##### SOURCE TEXT #####

RIL has pivoted towards Middle Eastern crude in the aftermath of Russia-related sanctions, with data showing imports of around 0.9 mbpd in December 2025 and January 2026, up from an average range of 0.3–0.7 mbpd between January and November 2025.

India imported around 1.06 mbpd of crude oil from Iraq till 20 January—the highest level in the past eight months and 18 percent higher than December 2025. Saudi Arabia emerged as the third-largest supplier after Russia and Iraq in January, shipping close to 0.9 mbpd, a 25 percent jump over previous month and the highest in over a year.
“The result is a clear rebalancing of India’s crude slate, with Middle East flows moving higher and Russian inflows trending lower as refiners prioritise reliability of supply and sourcing flexibility,” Ritolia said.
Iran & Venezuela—limited impact
Fresh sanctions on Iran are unlikely to directly affect India’s crude imports, as New Delhi has not officially purchased Iranian oil since mid-2019, when US sanctions waivers expired, Ritolia noted.

#####

● PROBLEM TO WORK ON:
Continue the text on India's crude oil imports from after its last sentence.

##### PROVIDED DATA #####

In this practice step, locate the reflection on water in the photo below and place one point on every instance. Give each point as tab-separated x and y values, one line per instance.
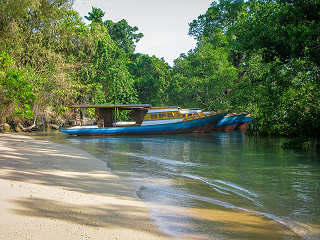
218	186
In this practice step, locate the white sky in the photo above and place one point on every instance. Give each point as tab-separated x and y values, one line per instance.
164	23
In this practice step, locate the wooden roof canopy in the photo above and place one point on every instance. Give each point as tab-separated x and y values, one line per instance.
115	106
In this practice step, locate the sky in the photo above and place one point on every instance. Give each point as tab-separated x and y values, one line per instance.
164	23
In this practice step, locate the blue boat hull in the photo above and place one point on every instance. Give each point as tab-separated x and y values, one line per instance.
204	124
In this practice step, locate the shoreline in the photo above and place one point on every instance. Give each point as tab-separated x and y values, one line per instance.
54	191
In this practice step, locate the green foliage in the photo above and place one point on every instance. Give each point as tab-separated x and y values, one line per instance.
152	76
123	34
205	77
16	95
96	15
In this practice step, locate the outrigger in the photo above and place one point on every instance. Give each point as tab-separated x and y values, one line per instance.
146	120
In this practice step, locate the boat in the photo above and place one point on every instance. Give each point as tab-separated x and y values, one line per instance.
234	121
146	120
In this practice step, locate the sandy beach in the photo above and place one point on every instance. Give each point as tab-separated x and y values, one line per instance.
52	191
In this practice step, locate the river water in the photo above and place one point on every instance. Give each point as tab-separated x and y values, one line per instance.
217	186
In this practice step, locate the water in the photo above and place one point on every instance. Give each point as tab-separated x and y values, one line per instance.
217	186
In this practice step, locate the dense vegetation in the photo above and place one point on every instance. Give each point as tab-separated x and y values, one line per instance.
261	57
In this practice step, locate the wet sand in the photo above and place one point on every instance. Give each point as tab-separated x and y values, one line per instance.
52	191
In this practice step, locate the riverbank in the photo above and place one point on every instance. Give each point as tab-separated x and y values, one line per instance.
52	191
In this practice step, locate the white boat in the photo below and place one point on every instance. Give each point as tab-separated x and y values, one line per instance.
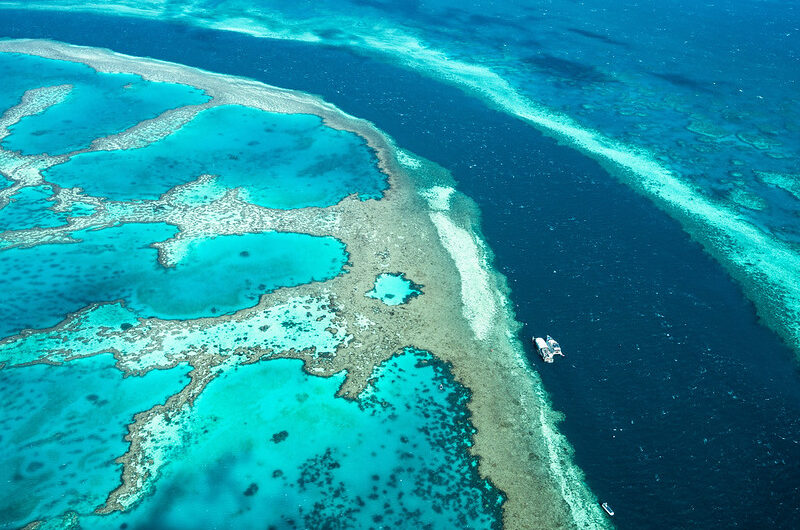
543	349
547	348
554	346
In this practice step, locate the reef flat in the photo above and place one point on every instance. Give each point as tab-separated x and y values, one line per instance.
617	114
420	227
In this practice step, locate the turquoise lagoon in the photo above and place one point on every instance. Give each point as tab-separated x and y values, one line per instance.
61	427
98	105
215	276
270	447
279	160
30	207
394	289
266	444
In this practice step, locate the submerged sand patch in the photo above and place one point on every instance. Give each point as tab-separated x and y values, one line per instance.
421	227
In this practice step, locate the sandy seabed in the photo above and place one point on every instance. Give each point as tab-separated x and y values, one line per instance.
422	227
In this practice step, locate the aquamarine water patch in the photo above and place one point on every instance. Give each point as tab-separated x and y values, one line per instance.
222	274
270	446
279	161
98	105
394	289
216	276
30	207
61	427
298	324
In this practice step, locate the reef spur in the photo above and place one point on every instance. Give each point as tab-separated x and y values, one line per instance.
421	227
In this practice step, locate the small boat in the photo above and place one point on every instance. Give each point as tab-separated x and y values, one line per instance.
554	346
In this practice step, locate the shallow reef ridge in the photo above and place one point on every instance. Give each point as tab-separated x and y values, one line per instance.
256	310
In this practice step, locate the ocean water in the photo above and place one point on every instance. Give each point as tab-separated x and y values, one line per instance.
279	161
216	275
394	289
270	447
265	443
681	406
97	105
62	427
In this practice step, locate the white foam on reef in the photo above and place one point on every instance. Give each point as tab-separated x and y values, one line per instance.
478	300
489	312
759	261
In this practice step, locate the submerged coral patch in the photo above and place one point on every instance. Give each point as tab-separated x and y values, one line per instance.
61	427
276	160
46	282
394	289
98	104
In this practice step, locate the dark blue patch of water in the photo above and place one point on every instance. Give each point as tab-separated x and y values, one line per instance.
682	408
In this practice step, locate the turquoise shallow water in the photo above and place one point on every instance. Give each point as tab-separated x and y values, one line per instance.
61	427
280	161
30	207
271	447
216	276
98	105
394	289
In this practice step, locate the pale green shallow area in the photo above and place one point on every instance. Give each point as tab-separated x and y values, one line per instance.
61	427
394	289
98	105
31	207
264	443
216	276
271	447
279	161
299	324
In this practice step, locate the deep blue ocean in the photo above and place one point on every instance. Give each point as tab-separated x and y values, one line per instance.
683	410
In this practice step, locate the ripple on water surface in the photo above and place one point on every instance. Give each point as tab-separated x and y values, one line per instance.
214	276
98	105
279	161
62	426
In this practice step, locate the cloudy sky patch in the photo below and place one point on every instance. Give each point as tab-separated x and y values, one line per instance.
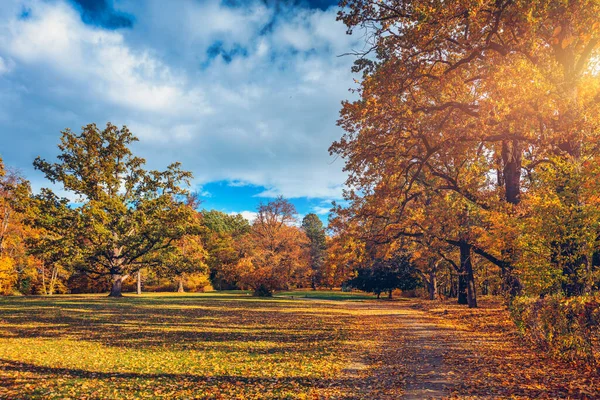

#####

● WRITTEN REPLY:
However, he pointed to possible indirect effects, warning that higher compliance requirements, along with shipping and insurance risks linked to “grey-zone” trade, could add pressure. Any curbs on Iranian exports could also tighten global crude supply overall.
Before the American sanctions, Iran was a key supplier, with imports of around 0.45–0.50 mbpd, including about 520 thousand barrels per day (kbpd) in 2018.
As for Venezuela, there is little change on the Indian front. Venezuelan crude imports have not shown any uptick in January, with the last shipment dating back to May 2025, largely bought by RIL. Current flows remain absent, with no immediate signs of a return, Ritolia noted.
Globally, China and the US were the largest buyers of Venezuelan crude in January, importing about 319 kbpd and 179 kbpd, respectively.